Excerpted text:
-*-

Should be possible, if I know what sequences to use. Currently I can't see in
what difference Return vs. Shift+Return results in reality.


Frankly said, I don't like & (as well as $1...$9) because it complicates (and
slows down) the replace code. If you've looked at the patch, you know it loops
over the replace string, searching for a backslash. If it encounters one, it
looks what character is next. If the code has to be able to handle \ as well as
& (and maybe $) as first char of a special sequence, I currently think I'll need
to loop over the string several times in several loops.


For now I've modified ActualStrReplace() and prefaced the main Search loop with
another in which unescaped & are replaced by \0. So & and \0 are synonyms now.


I'd be happy if someone would say anything about the actual code. Maybe there's
some even simpler way to do the replace. And there might exist some better
method to use for the main loop than Search (like it would be strcspn for plain
C-strings), but I'm not that firm with all the string handling in OOo.
Comment 43 glebovitz 2006-02-15 21:00:31 UTC
I looked at the code and it seems reasonable. It looks like you aren't handling
\n in the replacement string. You could add functionality where \n inserts a
paragraph mark and \r (return) inserts a line break.

Handling the & looks a little complicated. It seems like you need a search
function that can look for multiple strings at once. That way you wouldn't need
to go through the contortion of replacing all the unescaped & with \0.

Gregg
Comment 44 prisonerofpain 2006-02-15 21:22:25 UTC
> It seems like you need a search
> function that can look for multiple strings at once.
The Boyer-More string search algorithm* seems to handle those cases pretty well.



* http://en.wikipedia.org/wiki/Boyer-Moore_string_search_algorithm
Comment 45 olo 2006-02-16 17:15:48 UTC
I'd like \r and \n , too (like glebovitz has suggested)!

It's currently a bit silly that OpenOffice lets to substitite line breaks with
paragraph breaks, but not vice versa. And it's silly that one does that by
substituting \n with \n.

The current behaviour is counter-intuitive, one would expect that substituting
\n iwth \n wll result in no change.

Cheyrich, it would be nice to have \r and \n, so we can change line breaks to
paragraph breaks (\r -> \n) and paragraph breaks to line breaks (\n -> \r).

What do You think about it?
Comment 46 cheyrich 2006-02-17 11:23:56 UTC
> I'd like \r and \n , too (like glebovitz has suggested)!

While that looks like a reasonable request and I'd try to solve that issue, I
guess it's better to file a separate bug on this. I had some closer looks at the
code and the return, paragraph, newline handling involves different code, mainly
because it doesn't manipulate only a plain string but also copes with creating,
separating and joining nodes.

I also think \n in search and \n in replace should mean the same, but I fear
this will also raise resistance since it breaks with the current design and thus
will confuse long time users.

So I request you to please file another bug on this and tell us/me the No.

-*-

Records shown:
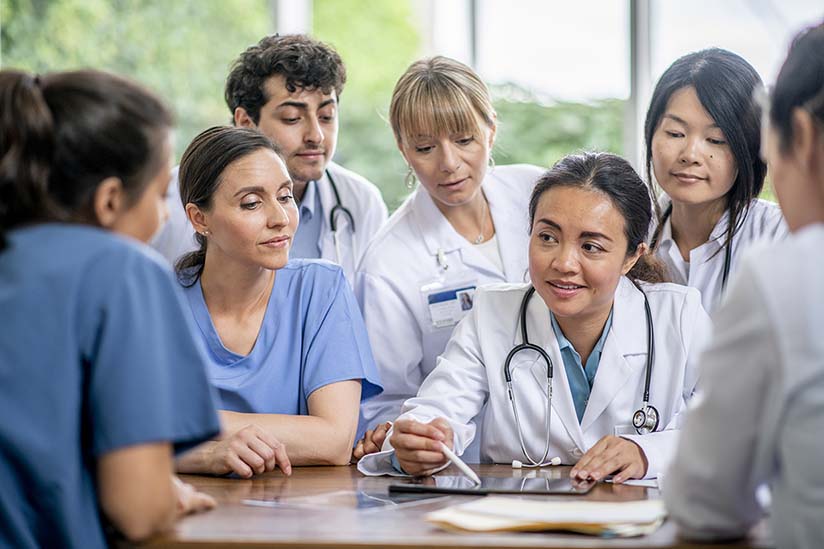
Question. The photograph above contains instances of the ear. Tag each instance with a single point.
(805, 139)
(399, 143)
(632, 259)
(243, 120)
(493, 129)
(109, 201)
(197, 218)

-*-

Given request:
In the thread on the replace code, which two sequences become synonyms after the change to ActualStrReplace()?

Solution to this problem:
& and \0